## [Information]
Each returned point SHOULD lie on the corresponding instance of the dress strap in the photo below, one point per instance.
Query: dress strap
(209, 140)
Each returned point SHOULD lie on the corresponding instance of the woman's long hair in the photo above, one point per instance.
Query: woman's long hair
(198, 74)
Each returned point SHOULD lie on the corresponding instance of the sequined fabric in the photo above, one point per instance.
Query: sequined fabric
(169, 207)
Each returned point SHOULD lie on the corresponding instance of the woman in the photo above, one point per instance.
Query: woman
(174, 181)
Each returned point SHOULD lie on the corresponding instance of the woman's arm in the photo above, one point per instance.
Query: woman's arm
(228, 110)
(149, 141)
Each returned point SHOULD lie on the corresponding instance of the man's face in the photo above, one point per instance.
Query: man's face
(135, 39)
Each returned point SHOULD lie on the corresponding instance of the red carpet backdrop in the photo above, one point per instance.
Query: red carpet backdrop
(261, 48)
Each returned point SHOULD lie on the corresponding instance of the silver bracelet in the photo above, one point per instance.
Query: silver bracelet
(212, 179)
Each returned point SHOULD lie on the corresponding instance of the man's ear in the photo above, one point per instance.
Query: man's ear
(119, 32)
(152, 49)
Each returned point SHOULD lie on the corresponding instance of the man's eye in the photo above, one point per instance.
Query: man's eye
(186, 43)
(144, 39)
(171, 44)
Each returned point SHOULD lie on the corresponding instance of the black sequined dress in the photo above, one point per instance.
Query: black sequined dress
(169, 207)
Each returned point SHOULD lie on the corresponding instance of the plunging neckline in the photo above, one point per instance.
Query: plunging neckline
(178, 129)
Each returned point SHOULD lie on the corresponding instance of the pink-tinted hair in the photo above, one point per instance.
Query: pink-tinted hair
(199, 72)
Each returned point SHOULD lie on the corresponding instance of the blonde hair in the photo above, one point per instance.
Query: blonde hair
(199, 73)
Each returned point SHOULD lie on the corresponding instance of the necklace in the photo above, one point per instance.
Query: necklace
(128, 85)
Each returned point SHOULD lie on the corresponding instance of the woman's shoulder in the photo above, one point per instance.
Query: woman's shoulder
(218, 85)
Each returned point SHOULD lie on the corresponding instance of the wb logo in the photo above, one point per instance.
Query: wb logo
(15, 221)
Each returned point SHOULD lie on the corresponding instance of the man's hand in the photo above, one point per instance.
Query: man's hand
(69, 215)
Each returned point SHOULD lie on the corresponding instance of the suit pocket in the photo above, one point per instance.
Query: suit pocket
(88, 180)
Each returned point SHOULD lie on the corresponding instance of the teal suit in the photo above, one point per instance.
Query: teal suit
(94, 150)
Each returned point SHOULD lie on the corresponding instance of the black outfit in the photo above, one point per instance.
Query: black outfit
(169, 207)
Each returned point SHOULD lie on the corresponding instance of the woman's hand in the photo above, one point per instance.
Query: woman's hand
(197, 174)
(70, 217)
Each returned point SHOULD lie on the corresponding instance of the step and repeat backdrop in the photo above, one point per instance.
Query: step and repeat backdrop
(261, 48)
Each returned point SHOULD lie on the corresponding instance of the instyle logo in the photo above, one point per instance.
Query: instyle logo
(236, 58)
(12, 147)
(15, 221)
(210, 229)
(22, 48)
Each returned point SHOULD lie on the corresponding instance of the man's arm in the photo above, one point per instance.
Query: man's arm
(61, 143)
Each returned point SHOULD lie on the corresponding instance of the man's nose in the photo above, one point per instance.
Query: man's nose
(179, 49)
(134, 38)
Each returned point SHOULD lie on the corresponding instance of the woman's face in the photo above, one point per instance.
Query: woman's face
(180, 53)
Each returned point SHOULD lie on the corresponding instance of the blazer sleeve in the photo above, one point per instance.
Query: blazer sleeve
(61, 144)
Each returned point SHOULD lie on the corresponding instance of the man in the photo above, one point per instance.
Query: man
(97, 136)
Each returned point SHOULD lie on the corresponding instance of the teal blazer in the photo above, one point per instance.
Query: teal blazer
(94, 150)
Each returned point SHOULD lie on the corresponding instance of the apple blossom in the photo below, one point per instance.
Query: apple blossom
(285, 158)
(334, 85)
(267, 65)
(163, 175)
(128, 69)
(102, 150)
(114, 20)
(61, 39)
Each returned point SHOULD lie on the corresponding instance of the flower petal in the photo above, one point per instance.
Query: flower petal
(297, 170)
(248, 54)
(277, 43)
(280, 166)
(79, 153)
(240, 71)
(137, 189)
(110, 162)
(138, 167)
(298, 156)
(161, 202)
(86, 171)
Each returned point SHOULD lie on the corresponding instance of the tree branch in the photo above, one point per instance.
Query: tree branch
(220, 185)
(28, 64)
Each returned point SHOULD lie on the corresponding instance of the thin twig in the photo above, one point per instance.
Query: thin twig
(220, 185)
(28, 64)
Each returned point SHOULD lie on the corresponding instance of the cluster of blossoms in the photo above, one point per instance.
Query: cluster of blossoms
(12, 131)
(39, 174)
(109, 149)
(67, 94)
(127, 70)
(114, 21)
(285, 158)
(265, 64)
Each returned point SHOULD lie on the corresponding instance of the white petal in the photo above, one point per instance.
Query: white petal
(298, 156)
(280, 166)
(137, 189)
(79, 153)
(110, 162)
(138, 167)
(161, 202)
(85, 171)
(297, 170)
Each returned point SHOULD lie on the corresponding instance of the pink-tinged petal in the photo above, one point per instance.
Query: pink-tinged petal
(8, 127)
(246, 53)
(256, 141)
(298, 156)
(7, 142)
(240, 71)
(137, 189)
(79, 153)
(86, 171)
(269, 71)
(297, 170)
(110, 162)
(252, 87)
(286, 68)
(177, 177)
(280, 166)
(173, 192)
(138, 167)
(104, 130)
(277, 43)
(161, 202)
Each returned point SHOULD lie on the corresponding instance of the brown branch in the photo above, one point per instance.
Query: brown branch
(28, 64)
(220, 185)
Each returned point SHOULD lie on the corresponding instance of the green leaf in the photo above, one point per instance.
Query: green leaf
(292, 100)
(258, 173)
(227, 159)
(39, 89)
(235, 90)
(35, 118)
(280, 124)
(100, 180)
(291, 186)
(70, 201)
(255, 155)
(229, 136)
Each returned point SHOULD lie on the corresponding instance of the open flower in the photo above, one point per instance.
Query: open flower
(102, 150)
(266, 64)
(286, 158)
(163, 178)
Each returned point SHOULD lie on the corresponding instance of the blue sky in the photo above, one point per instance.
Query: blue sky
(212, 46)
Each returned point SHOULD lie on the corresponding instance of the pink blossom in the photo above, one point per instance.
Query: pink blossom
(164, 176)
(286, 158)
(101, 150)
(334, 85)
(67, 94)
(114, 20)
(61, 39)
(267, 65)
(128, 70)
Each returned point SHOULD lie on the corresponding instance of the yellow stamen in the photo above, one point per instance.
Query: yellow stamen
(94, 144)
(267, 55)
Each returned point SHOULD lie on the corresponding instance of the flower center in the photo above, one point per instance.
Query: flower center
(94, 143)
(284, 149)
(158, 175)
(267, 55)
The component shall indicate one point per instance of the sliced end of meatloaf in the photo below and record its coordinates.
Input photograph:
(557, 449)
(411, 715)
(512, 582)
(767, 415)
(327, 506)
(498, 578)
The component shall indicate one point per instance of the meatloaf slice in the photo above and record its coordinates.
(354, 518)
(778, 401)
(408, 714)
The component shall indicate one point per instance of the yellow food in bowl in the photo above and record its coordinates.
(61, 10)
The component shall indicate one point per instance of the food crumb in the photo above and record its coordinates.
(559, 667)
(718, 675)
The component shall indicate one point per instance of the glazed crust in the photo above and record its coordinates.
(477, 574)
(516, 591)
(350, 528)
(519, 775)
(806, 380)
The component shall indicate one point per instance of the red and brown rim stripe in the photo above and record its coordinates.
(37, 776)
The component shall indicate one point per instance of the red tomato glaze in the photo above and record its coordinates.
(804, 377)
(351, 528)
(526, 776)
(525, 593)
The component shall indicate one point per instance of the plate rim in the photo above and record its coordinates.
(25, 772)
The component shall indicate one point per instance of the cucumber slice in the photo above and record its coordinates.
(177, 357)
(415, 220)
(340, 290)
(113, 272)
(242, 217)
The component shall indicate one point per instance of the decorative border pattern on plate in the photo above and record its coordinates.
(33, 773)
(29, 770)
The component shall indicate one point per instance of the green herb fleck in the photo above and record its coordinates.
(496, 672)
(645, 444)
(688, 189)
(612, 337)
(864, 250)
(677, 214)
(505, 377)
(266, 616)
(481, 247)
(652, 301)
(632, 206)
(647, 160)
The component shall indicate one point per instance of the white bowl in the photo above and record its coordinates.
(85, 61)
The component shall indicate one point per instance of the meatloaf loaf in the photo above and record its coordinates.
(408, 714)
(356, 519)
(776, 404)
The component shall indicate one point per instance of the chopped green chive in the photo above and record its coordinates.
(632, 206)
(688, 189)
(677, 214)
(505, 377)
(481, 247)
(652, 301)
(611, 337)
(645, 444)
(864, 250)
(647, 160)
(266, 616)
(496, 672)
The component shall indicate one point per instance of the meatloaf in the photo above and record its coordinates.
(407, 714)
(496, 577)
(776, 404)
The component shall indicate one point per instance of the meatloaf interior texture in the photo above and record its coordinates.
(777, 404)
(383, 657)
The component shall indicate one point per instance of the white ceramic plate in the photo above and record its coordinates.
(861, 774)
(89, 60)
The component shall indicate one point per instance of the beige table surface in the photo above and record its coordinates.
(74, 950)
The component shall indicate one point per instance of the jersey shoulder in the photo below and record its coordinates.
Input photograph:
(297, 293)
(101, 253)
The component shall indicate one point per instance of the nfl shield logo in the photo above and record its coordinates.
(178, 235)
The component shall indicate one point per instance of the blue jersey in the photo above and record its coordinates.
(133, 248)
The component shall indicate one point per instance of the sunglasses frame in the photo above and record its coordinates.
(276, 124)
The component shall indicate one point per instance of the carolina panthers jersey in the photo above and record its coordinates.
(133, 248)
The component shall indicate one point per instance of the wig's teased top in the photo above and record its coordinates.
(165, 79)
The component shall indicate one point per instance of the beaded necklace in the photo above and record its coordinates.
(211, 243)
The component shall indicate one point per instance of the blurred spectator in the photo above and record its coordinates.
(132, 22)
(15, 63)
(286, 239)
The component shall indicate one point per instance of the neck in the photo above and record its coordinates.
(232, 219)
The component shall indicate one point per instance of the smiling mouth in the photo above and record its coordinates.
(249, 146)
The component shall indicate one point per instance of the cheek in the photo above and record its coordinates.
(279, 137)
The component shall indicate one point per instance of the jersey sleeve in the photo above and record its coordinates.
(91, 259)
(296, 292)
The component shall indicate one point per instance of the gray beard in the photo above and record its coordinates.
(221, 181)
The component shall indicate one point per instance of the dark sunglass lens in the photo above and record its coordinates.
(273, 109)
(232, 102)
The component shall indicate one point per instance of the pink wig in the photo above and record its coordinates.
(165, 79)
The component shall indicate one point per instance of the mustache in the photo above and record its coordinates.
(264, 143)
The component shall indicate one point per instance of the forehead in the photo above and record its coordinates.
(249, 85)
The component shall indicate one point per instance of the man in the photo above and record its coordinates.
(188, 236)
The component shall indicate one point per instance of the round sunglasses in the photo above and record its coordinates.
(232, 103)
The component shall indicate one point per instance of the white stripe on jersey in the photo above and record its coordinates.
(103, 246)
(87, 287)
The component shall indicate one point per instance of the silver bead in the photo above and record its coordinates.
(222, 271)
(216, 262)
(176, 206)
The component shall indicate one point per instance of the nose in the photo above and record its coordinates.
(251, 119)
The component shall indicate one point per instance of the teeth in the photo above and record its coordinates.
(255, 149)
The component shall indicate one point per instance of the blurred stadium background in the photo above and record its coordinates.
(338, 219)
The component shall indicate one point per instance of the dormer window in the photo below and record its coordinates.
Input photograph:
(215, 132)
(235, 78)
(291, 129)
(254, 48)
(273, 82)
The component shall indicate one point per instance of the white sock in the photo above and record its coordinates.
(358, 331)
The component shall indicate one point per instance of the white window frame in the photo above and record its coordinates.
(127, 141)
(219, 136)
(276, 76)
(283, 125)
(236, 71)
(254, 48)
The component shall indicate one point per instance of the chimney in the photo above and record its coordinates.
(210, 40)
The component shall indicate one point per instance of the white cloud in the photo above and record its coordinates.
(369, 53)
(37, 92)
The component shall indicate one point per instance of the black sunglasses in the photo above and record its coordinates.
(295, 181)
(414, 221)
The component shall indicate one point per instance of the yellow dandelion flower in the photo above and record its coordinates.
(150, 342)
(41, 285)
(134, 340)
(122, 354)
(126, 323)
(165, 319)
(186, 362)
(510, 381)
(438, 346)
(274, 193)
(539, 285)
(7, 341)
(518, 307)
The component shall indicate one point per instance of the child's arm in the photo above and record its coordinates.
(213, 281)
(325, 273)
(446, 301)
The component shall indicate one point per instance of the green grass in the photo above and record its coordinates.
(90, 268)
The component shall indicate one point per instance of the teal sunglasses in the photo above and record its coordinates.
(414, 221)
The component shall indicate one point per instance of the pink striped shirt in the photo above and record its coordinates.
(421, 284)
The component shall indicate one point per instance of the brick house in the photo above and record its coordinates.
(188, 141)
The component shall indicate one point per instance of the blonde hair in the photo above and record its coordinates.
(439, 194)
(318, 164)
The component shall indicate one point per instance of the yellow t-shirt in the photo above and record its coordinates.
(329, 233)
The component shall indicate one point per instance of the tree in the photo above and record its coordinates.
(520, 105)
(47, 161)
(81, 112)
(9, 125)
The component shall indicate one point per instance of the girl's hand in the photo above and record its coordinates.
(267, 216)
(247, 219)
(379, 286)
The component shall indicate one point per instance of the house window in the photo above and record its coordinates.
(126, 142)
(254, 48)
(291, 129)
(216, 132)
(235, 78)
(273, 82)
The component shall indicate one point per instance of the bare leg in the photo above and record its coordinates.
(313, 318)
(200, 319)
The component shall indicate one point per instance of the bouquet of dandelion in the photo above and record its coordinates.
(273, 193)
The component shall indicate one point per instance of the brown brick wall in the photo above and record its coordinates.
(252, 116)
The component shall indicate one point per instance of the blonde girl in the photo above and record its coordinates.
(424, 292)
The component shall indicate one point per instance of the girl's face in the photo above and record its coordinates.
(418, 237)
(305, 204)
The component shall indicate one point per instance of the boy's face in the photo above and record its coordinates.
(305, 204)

## [What is expected]
For each line of the entries that holds the word "below", pull that line out.

## [Output for this exercise]
Each returned point SHOULD lie on the corresponding instance of the dress strap in the photo below, one point per instance.
Each returned point SHOULD lie on the corresponding instance of the apple blossom in the photo below, one point per instance.
The component shall indicate one point per instance of the sliced end of meatloaf in the photo below and record its coordinates.
The component shall indicate one point per instance of the jersey shoulder in the photo below and record its coordinates.
The component shall indicate one point per instance of the dormer window in the photo below and record its coordinates.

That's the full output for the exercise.